One number is the whole answer: how many lines of the material hold "shoe".
┏━━
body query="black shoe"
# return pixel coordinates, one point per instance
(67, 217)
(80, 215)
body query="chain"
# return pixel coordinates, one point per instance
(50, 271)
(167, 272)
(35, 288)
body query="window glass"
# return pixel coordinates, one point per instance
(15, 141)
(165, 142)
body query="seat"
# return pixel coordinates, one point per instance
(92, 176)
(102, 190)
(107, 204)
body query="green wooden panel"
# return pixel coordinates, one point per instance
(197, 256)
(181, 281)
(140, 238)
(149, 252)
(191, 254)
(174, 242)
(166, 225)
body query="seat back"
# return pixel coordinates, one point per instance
┗━━
┏━━
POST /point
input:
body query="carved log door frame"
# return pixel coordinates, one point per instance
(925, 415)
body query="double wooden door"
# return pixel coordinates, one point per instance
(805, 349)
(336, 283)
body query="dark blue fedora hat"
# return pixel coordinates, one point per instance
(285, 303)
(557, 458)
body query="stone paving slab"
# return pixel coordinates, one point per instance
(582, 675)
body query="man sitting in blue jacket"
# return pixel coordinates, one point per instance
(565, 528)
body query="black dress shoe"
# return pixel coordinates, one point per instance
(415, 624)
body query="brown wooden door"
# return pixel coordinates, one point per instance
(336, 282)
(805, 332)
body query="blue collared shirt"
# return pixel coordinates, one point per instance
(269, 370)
┗━━
┏━━
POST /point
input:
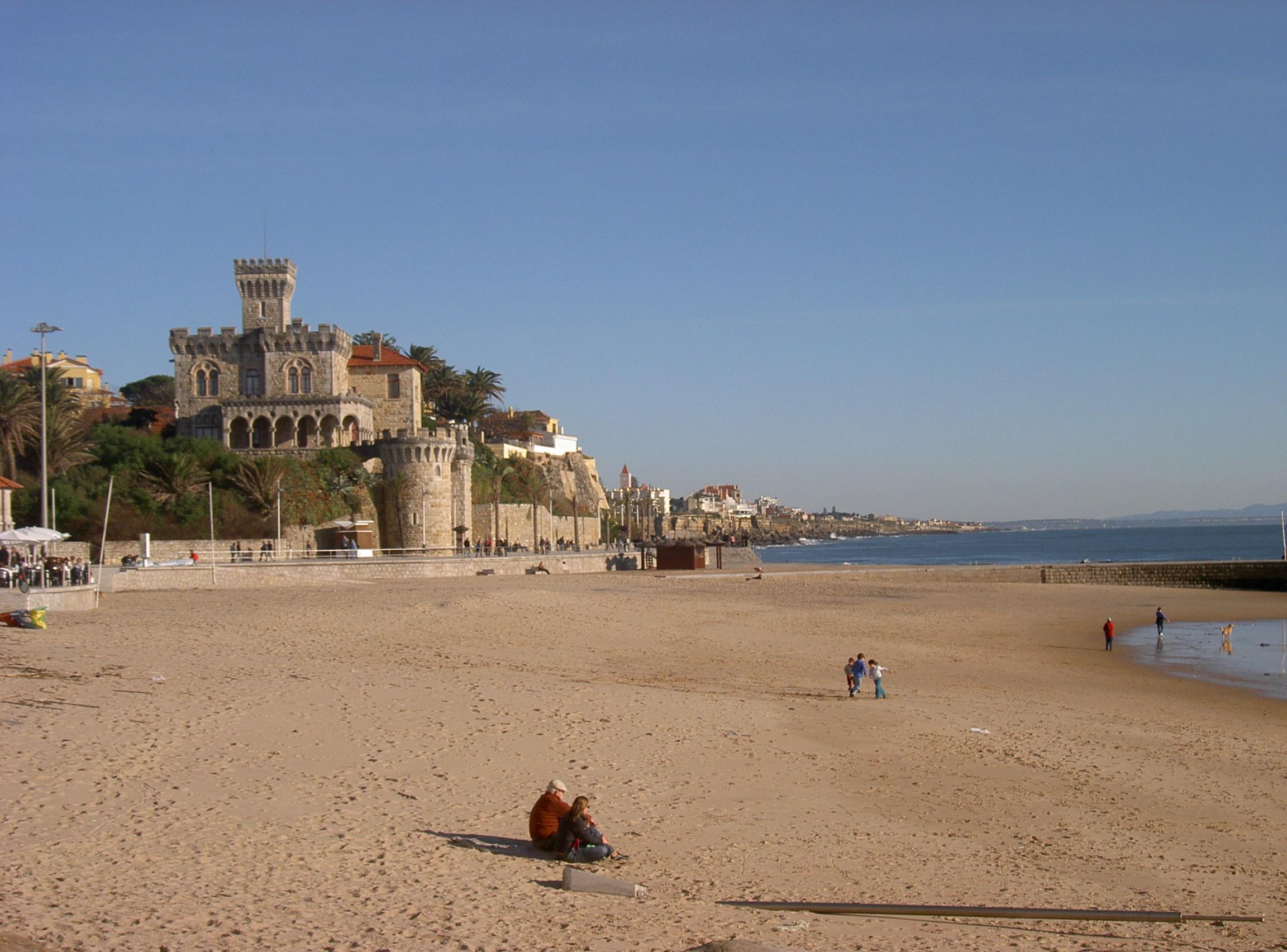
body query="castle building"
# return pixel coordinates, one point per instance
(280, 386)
┗━━
** Task result **
2